====== Input data ======
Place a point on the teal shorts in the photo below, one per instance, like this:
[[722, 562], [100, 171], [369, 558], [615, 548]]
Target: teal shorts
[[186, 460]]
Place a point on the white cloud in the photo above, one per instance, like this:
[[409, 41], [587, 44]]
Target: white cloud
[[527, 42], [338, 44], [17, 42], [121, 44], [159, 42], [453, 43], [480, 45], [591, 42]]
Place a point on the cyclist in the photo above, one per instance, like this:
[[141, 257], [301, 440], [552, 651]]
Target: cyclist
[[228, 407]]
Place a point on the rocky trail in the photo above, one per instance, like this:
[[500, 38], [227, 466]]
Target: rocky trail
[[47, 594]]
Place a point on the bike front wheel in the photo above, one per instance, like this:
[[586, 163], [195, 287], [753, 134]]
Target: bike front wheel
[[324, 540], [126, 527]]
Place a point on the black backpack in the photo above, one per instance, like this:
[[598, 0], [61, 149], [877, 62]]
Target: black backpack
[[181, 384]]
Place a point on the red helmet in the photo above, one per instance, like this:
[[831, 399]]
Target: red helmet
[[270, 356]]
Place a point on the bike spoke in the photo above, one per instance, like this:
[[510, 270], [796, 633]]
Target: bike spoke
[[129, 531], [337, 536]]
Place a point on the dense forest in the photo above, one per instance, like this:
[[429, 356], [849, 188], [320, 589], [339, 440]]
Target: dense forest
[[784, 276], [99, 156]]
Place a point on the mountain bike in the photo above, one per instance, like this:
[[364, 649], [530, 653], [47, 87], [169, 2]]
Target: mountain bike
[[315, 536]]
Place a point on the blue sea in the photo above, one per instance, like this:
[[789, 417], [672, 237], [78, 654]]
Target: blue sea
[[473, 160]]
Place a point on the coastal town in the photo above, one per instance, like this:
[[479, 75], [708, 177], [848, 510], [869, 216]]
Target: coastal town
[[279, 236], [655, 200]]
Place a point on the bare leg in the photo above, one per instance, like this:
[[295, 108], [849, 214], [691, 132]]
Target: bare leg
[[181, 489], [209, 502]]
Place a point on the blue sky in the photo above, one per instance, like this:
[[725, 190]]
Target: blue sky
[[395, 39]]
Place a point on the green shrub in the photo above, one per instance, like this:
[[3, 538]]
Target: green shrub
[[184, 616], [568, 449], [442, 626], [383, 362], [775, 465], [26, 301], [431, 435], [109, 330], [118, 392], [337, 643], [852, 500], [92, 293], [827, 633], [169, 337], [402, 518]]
======
Requirement. Copy every one of the records above character for character, leaving each line unchanged.

Answer to the task.
Place a point on the teal shorts in the photo below, one per instance, like this:
[[722, 562], [100, 171], [369, 558], [615, 548]]
Target: teal shorts
[[186, 460]]
Place a point on the white cloud in the photo above, one per instance, like this:
[[409, 41], [587, 44]]
Target: white cloud
[[527, 42], [338, 44], [17, 42], [121, 44], [159, 42], [453, 43], [480, 45], [591, 42]]
Place a point on the cyclist in the photo above, one per instance, like this:
[[141, 257], [301, 440], [552, 651]]
Target: cyclist
[[228, 407]]
Place a point on the rocky trail in the photo above, one per instance, like this:
[[500, 38], [227, 466]]
Target: rocky trail
[[47, 594]]
Place a point on the bike front wheel in the photo above, one per instance, like this:
[[586, 163], [195, 287], [753, 134]]
Target: bike front wheel
[[324, 540], [126, 527]]
Place a point on the black backpack in the photo above, one per instance, like this:
[[598, 0], [61, 149], [877, 62]]
Target: black backpack
[[181, 384]]
Place a point on the red helmet in the photo above, one per instance, like this:
[[831, 399]]
Target: red helmet
[[270, 356]]
Place a point on the bike spoke in the photo above, one per instance, like this:
[[510, 270], [796, 633]]
Target: bike spoke
[[129, 531], [337, 536]]
Place a point on the dense forest in the photo above, one per instance, like this:
[[429, 356], [849, 188], [320, 589], [339, 440]]
Target: dense forest
[[784, 276], [99, 156]]
Place a point on the mountain bike in the photo above, one per instance, like this:
[[364, 649], [530, 653], [47, 87], [169, 2]]
Target: mountain bike
[[315, 536]]
Place a point on the blue sea in the photo above, one per instance, like this:
[[789, 417], [672, 237], [78, 654]]
Target: blue sea
[[473, 160]]
Place a point on the coastal town in the photo above, one per instance, like this:
[[479, 75], [708, 177], [848, 510], [869, 216]]
Target: coastal town
[[279, 236], [655, 200]]
Place a point on the bare leg in the photo above, one per instance, like this:
[[295, 108], [849, 214], [691, 132]]
Target: bare leg
[[181, 489], [209, 502]]
Place a point on the blue sky in the photo above, one per instance, like this:
[[725, 190]]
Target: blue sky
[[395, 39]]
Place a point on the green shrub in the photo above, one per instance, like this:
[[3, 538]]
Target: green shrub
[[184, 616], [568, 449], [442, 626], [383, 362], [775, 465], [26, 301], [431, 435], [109, 330], [118, 392], [337, 643], [852, 500], [92, 293], [827, 633], [169, 337], [402, 518]]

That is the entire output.